**Excerpted records:**
* * *
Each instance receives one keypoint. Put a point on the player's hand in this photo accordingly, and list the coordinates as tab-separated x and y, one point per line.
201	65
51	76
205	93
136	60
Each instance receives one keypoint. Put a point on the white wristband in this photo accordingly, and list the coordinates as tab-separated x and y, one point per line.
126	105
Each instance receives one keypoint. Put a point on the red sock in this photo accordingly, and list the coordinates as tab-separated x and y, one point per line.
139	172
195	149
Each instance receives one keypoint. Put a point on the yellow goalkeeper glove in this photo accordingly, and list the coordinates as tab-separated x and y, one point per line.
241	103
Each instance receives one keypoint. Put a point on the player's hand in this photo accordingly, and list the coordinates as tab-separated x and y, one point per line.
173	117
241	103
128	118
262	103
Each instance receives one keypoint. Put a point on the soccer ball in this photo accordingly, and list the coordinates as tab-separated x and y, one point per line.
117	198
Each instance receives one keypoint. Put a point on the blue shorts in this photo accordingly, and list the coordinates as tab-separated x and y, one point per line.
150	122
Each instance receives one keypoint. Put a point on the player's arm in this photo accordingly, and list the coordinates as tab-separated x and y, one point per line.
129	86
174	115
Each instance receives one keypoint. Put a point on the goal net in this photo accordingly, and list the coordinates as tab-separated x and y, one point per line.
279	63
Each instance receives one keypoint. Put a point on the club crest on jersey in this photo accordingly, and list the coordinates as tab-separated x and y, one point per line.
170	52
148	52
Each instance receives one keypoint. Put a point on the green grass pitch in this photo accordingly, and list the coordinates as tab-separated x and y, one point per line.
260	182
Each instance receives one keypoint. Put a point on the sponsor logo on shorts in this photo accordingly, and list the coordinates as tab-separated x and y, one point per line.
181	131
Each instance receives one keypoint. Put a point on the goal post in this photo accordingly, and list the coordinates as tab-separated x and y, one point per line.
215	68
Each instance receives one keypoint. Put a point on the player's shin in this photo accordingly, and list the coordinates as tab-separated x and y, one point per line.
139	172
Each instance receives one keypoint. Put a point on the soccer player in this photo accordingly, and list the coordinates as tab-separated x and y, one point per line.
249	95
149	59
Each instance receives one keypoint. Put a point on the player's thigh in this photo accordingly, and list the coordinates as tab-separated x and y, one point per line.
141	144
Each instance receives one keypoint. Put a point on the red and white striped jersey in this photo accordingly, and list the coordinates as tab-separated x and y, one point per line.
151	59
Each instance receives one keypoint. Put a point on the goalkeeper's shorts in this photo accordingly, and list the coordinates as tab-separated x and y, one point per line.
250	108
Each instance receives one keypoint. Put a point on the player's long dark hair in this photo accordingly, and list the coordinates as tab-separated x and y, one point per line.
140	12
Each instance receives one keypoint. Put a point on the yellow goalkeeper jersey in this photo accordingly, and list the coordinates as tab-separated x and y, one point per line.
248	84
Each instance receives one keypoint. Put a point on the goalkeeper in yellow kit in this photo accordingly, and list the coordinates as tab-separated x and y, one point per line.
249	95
* * *
**Given request:**
Every line of the records above needs to be given again exactly.

**Task solution:**
Each instance receives one keypoint. Put a point on the player's hand in this photo accordingly, and list the coordinates as tab-separated x and y, one point per line.
201	65
51	76
205	93
136	60
Each instance receives one keypoint. Put a point on the white wristband in this photo accordingly, and list the coordinates as tab-separated x and y, one point per line.
126	105
Each instance receives one keypoint. Put a point on the red sock in this photo accordingly, and list the coordinates as tab-separated x and y, one point per line.
139	172
195	149
Each instance receives one keypoint. Put a point on the yellow goalkeeper glove in this photo accordingly, and list the coordinates as tab-separated x and y, one point per line.
241	103
Each instance receives one keypoint. Put a point on the player's hand in this photo accordingly, and list the coordinates as tab-separated x and y, one point per line.
173	117
241	103
128	118
262	103
Each instance receives one keypoint. Put a point on the soccer ball in this photo accordingly, and list the coordinates as tab-separated x and y, one point per line.
117	198
Each instance receives one keypoint. Put a point on the blue shorts in this photo accordingly, and list the coordinates as tab-separated x and y, one point per line.
150	122
Each instance receives one keypoint. Put a point on the player's arm in this photo accordingly, and list the coordinates as tab-separated x and y, one point per line.
129	86
174	115
Each instance receives one keypoint. Put a point on the goal net in this photo accordingly, and list the coordinates as tab-separated x and y, one point per line.
279	63
Each instance receives one keypoint. Put a point on the club crest on jersey in this photo accordingly, and list the coordinates as tab-separated x and y, one point per line.
170	52
148	52
Each instance receives one keypoint. Put a point on the green grass pitch in this photo accordingly, and list the coordinates as tab-separated x and y, one point per line.
260	182
Each instance receives one keypoint. Put a point on the sponsor logo on shorts in this photo accordingly, and list the coordinates as tab-separated x and y, one point per line.
181	131
Each instance receives one keypoint. Put a point on the goal post in this photo accordingly, and list the coordinates as tab-separated x and y, one point per line.
215	68
Each instance receives one keypoint. Put a point on the player's shin in this photo accordingly, and list the coordinates as tab-separated x and y, one point per line.
139	172
Each instance receives one keypoint. Put a point on the soccer player in this photo accordingly, and list the coordinates as tab-separated x and y, one point per line.
249	95
149	59
Each instance receives one keypoint. Put a point on the player's thigh in this photo accordingly, and list the coordinates as tab-separated x and y, one point per line.
141	144
Each instance receives one keypoint. Put a point on the red and white striped jersey in this photo accordingly, and list the coordinates as tab-separated x and y, one point per line.
151	59
Each instance receives one keypoint. Put a point on the goalkeeper's shorts in this photo accordingly, and list the coordinates as tab-separated x and y, one point per line.
250	108
Each instance receives one keypoint. Put a point on the player's long dark hair in this photo accordingly, and list the coordinates as tab-separated x and y, one point per line.
140	12
Each instance receives one keypoint. Put a point on the yellow goalkeeper jersey in this photo accordingly, and list the coordinates as tab-separated x and y, one point per line.
248	84
Each instance receives one keypoint. Put a point on the goalkeeper in yellow kit in this photo accordingly, and list the coordinates as tab-separated x and y, one point per line.
249	95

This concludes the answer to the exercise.